### DATA SUPPLIED
++++++++

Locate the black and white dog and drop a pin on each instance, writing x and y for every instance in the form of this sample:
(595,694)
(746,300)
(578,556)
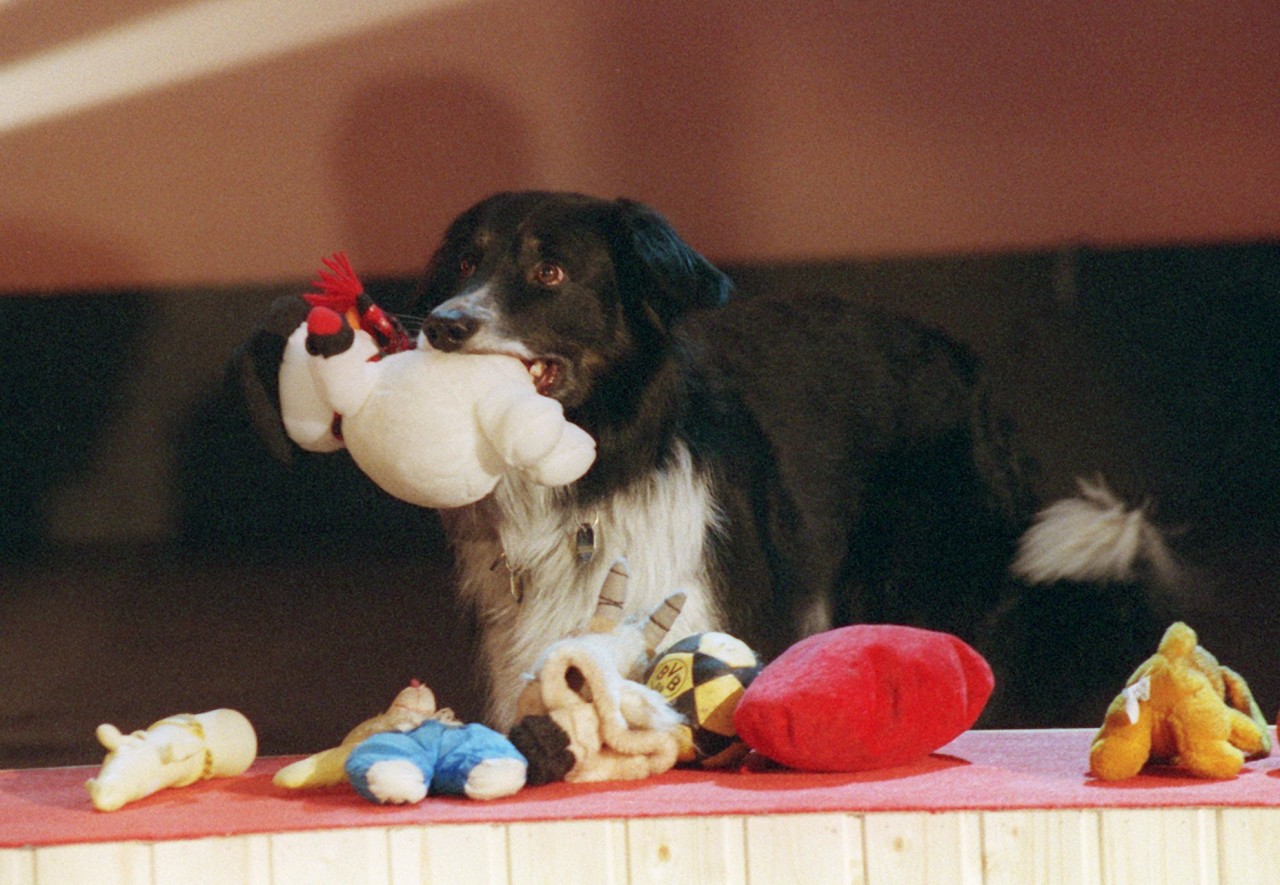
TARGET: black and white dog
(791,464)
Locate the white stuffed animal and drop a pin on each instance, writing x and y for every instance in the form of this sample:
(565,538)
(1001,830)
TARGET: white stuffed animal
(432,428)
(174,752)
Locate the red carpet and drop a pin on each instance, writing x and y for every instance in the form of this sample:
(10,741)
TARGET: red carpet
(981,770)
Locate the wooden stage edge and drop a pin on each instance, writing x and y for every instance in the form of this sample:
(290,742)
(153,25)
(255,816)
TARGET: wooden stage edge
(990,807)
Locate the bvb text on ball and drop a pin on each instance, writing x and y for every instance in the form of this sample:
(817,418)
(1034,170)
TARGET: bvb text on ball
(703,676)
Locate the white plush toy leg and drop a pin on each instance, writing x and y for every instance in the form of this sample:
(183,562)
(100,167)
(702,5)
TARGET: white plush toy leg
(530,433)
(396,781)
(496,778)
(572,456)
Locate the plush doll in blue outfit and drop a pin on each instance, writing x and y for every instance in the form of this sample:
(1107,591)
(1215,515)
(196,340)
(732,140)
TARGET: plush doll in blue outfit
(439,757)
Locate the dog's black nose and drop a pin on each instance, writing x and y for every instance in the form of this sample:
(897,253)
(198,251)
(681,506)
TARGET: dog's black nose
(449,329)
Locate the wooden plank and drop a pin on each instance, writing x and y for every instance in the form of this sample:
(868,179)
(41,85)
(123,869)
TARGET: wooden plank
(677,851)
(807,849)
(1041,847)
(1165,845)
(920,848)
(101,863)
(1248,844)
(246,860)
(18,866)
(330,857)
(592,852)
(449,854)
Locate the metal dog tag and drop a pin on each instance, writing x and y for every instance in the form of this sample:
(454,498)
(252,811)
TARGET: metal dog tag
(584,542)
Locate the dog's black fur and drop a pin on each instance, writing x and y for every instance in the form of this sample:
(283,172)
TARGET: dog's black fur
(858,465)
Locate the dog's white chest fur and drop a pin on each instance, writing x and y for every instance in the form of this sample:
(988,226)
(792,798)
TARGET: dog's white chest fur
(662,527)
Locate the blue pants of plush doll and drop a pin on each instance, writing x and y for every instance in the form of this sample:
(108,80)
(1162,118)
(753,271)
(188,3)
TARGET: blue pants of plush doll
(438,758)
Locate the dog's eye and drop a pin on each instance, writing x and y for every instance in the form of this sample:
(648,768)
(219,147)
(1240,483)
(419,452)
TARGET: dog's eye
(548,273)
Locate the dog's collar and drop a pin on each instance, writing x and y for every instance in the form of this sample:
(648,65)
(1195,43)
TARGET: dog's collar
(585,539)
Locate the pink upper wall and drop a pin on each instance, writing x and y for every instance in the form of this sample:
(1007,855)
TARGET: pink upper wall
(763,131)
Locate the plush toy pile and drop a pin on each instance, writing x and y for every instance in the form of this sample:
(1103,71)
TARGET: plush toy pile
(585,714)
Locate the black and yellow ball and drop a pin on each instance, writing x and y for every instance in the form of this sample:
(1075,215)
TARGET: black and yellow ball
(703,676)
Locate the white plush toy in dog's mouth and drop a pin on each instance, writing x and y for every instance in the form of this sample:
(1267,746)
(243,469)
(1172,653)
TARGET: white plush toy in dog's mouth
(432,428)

++++++++

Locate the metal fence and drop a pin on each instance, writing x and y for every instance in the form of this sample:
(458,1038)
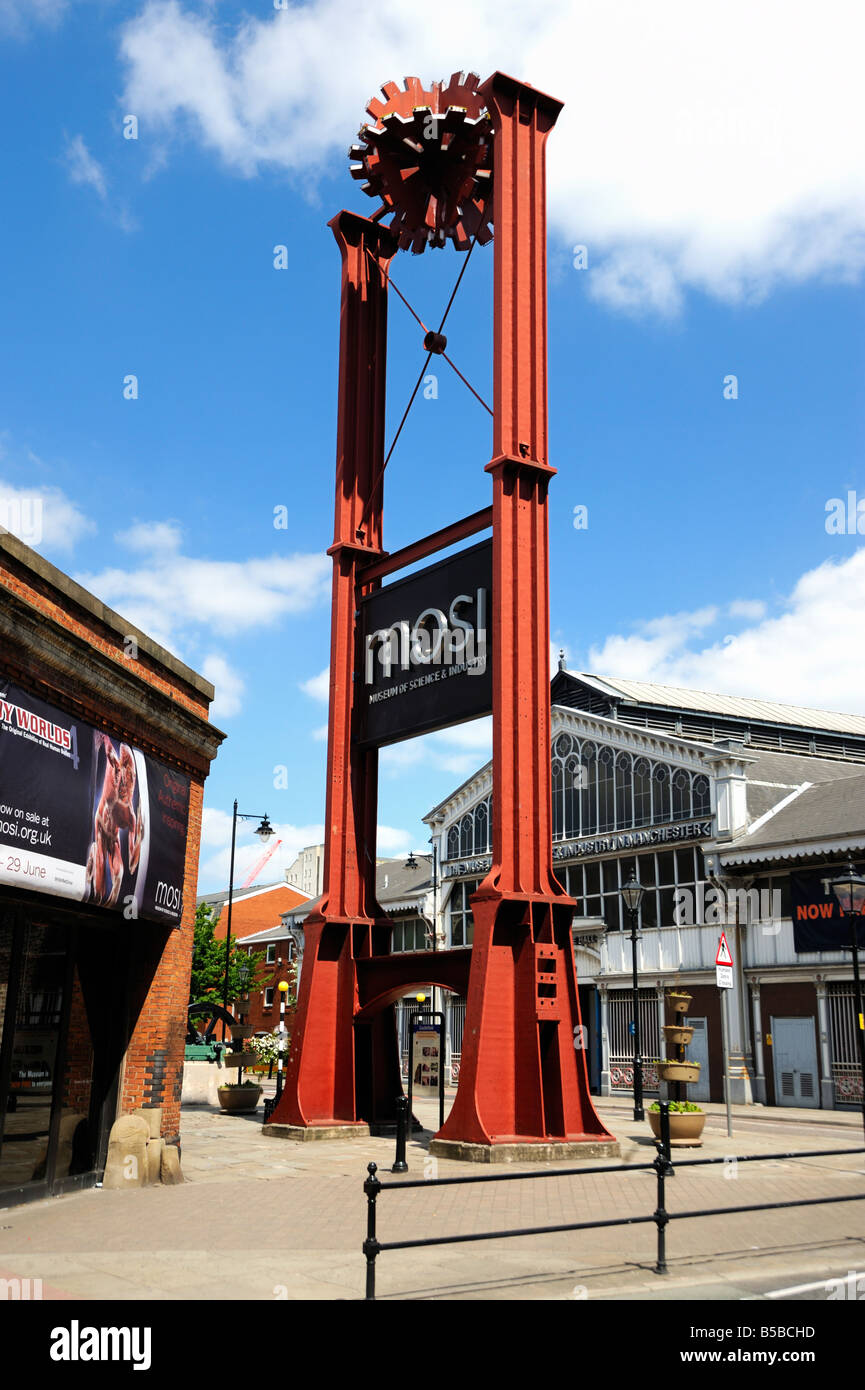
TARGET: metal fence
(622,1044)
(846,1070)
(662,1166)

++++++++

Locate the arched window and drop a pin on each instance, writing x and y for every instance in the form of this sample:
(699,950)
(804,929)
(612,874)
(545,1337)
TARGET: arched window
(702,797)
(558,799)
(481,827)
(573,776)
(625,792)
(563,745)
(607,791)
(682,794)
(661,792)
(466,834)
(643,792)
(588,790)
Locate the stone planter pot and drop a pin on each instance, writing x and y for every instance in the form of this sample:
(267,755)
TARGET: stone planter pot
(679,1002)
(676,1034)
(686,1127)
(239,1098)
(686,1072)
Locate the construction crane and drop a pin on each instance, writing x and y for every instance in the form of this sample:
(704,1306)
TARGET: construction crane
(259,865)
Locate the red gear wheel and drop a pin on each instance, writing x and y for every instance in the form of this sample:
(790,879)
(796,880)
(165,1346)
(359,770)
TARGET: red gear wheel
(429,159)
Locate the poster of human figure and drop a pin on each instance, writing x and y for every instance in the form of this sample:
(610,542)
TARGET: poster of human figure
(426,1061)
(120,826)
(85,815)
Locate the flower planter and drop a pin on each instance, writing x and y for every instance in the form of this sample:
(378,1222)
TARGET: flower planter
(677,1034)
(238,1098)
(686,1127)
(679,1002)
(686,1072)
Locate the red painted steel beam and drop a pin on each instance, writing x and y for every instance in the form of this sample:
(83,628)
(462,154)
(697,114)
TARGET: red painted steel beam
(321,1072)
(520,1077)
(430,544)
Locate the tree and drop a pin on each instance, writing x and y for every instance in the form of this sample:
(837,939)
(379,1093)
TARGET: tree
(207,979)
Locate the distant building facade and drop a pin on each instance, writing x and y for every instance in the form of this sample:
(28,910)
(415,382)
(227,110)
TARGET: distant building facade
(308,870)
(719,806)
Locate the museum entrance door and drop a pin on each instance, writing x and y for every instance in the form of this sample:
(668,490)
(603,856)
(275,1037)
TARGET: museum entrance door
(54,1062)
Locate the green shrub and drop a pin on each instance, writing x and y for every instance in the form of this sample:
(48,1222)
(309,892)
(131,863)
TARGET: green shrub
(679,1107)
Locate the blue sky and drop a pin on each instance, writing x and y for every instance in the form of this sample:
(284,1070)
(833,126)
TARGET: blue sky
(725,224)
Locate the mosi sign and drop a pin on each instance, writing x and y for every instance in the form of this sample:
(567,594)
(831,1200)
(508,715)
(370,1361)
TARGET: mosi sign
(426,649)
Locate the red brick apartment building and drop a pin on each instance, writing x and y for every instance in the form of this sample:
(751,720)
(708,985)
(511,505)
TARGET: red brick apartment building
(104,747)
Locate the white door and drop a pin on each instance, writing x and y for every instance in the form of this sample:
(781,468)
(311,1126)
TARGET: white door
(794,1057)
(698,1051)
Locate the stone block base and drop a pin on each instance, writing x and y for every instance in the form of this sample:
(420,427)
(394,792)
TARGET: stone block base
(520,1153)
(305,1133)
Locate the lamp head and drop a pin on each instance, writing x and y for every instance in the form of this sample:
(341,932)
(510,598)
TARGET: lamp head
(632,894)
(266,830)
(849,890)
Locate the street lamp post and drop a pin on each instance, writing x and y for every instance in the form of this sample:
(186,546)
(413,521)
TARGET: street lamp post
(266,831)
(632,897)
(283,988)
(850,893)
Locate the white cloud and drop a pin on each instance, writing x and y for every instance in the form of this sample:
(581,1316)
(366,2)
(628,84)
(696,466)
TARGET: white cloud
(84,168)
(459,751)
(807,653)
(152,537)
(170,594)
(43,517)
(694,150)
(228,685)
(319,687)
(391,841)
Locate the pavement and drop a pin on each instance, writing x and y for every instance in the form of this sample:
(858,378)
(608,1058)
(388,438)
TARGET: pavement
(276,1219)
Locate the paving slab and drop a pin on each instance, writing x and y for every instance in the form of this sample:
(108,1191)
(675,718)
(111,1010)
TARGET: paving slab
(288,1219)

++++++++

Find every line in the entries above that contains the word "upper" and copy each of those lines.

Locate the pink upper wall and drop a pin on each instance, writing x and y for every instance in the form of this sample:
TARGET: pink upper wall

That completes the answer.